[Opening RECORDS SUPPLIED section]

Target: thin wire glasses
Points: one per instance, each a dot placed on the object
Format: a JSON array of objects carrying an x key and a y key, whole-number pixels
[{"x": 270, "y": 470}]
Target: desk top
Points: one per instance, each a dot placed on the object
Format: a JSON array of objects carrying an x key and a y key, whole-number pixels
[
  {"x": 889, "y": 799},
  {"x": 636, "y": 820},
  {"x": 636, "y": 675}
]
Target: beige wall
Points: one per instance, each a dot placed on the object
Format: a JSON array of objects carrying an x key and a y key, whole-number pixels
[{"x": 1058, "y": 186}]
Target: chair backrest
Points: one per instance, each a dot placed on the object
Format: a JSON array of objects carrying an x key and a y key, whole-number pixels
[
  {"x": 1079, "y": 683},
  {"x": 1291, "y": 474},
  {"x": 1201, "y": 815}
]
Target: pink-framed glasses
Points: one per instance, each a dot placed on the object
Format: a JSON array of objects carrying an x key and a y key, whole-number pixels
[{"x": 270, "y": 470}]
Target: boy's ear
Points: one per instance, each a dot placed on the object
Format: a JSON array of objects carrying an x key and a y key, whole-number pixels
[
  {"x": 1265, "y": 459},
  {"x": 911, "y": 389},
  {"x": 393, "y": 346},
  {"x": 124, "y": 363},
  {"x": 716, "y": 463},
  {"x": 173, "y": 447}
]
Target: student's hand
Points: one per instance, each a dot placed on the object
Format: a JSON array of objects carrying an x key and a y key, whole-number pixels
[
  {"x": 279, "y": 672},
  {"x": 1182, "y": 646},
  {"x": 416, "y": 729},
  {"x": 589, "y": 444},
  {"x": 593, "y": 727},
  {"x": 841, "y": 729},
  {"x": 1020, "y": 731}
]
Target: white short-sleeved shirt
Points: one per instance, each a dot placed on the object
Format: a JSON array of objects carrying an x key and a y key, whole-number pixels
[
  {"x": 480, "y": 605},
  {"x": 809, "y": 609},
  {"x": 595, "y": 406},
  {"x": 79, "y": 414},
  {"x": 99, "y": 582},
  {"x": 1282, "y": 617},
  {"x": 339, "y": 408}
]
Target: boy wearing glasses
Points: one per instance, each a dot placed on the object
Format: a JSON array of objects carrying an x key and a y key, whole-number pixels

[Closing RECORDS SUPPLIED section]

In full and without alteration, retype the entries above.

**OUTPUT OF THE TASK**
Target: thin wire glasses
Points: one per instance, each a dot placed on the object
Format: a JSON array of objects carrying an x key and a y key, whole-number pixels
[{"x": 270, "y": 470}]
Target: desk top
Points: one per instance, each a dot placed on the object
Format: a JSON array of objects carrying an x key and a y key, whole-number pixels
[
  {"x": 889, "y": 799},
  {"x": 636, "y": 820},
  {"x": 636, "y": 675}
]
Target: beige wall
Points: one per instance, each a dot placed on the object
Format: a JSON array of objects carrying an x key and a y key, whole-number pixels
[{"x": 1058, "y": 186}]
Target: chair backrest
Points: one per instance, each a dot placed on the object
Format: a JSON array of objects carrying an x key and a y key, whole-number pixels
[
  {"x": 1079, "y": 683},
  {"x": 1291, "y": 474},
  {"x": 1201, "y": 815}
]
Target: pink-framed glasses
Points: one per instance, each a dot placed on the object
Format: a JSON array of objects carrying an x key and a y key, whole-number pixels
[{"x": 270, "y": 470}]
Target: boy's ear
Points: one per instance, each a dot placed on the object
Format: a JSON array of objects carrying an x key and a y key, whole-number pixels
[
  {"x": 1265, "y": 459},
  {"x": 911, "y": 389},
  {"x": 393, "y": 346},
  {"x": 124, "y": 363},
  {"x": 716, "y": 463},
  {"x": 173, "y": 447}
]
Target: student's hand
Points: one per instance, each a dot placed on the object
Format: a JSON array of objects carrying an x key and a y key, whole-number pixels
[
  {"x": 279, "y": 672},
  {"x": 1182, "y": 646},
  {"x": 416, "y": 729},
  {"x": 589, "y": 444},
  {"x": 593, "y": 727},
  {"x": 841, "y": 729},
  {"x": 1020, "y": 731}
]
Target: white short-sleeved shirt
Points: one per instance, each a dot placed on the object
Format: a JSON array of objects carrying an x key and a y key, whole-number pixels
[
  {"x": 480, "y": 605},
  {"x": 809, "y": 609},
  {"x": 595, "y": 406},
  {"x": 79, "y": 414},
  {"x": 99, "y": 582},
  {"x": 1282, "y": 617},
  {"x": 339, "y": 408}
]
Target: boy wearing glasses
Points: one per instance, each a dot placed on the object
Format: a JSON array of objects carrying an x key and a y key, whole-number pixels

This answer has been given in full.